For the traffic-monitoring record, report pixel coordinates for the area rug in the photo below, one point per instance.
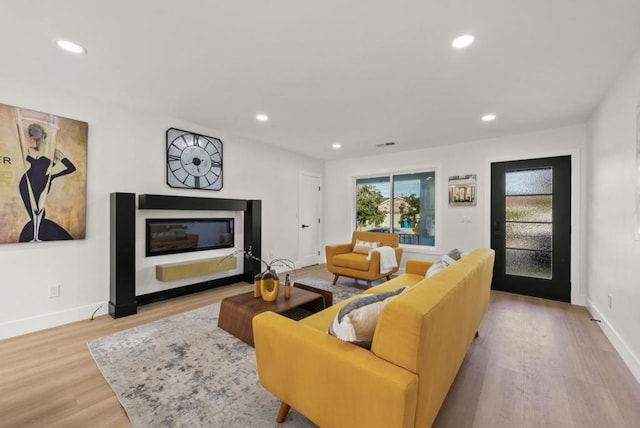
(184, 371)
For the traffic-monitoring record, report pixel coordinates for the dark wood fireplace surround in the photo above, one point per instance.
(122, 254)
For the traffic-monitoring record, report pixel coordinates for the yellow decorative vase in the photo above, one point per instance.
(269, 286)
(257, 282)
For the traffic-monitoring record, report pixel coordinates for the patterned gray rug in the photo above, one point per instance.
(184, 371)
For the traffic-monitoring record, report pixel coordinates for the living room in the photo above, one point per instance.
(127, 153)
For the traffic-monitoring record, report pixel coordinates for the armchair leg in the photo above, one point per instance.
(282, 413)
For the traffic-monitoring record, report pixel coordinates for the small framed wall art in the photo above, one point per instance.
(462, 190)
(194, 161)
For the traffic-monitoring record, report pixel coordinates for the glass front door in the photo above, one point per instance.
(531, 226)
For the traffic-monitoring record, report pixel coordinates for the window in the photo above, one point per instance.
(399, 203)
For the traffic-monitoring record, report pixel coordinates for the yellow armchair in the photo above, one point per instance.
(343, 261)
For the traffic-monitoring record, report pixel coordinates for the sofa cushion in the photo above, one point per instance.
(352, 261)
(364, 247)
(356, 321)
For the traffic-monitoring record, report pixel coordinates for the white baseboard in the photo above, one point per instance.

##############################

Turn all the rows above into a numbered list, one line per item, with blank lines and pictures left out.

> _Solution_
1. For the traffic-monitoring record, report pixel coordinates for the area rug in the photo below, one point per instance.
2. (184, 371)
3. For the traffic-monitoring record, report pixel coordinates for the dark wood fireplace surround in the photo above, one point per instance.
4. (122, 254)
5. For the traffic-monitoring record, report pixel coordinates for the yellow decorative vase in the photo above, one point per instance.
6. (269, 286)
7. (257, 282)
8. For the traffic-monitoring record, report pixel coordinates for the patterned gray rug in the photo above, one point per instance.
9. (184, 371)
10. For the traffic-monitoring record, report pixel coordinates for the living room in the photo above, one point per instance.
11. (127, 153)
12. For the traffic-monitoring record, report pixel coordinates for the armchair leg in the photo above, one point per instance.
13. (282, 413)
14. For the traffic-monitoring record, report pixel coordinates for the small framed wall art in the photo above, one point per instance.
15. (462, 190)
16. (194, 161)
17. For the traffic-monitoring record, report pixel coordinates for the glass front door in the photo above, one point per instance.
18. (531, 226)
19. For the traffic-monitoring record, report pixel coordinates for the window in the photo above, one point per instance.
20. (399, 203)
21. For the traffic-monitoring record, report pixel coordinates for the yellow armchair in the photo above, one point per instance.
22. (343, 261)
23. For the traffic-monitoring record, report pixel coordinates for the sofa cushion in the photo above, one point per instance.
24. (352, 261)
25. (364, 247)
26. (356, 321)
27. For the traffic-monitoring record, report pixel coordinates for the white baseboard in the photo above, one point per instance.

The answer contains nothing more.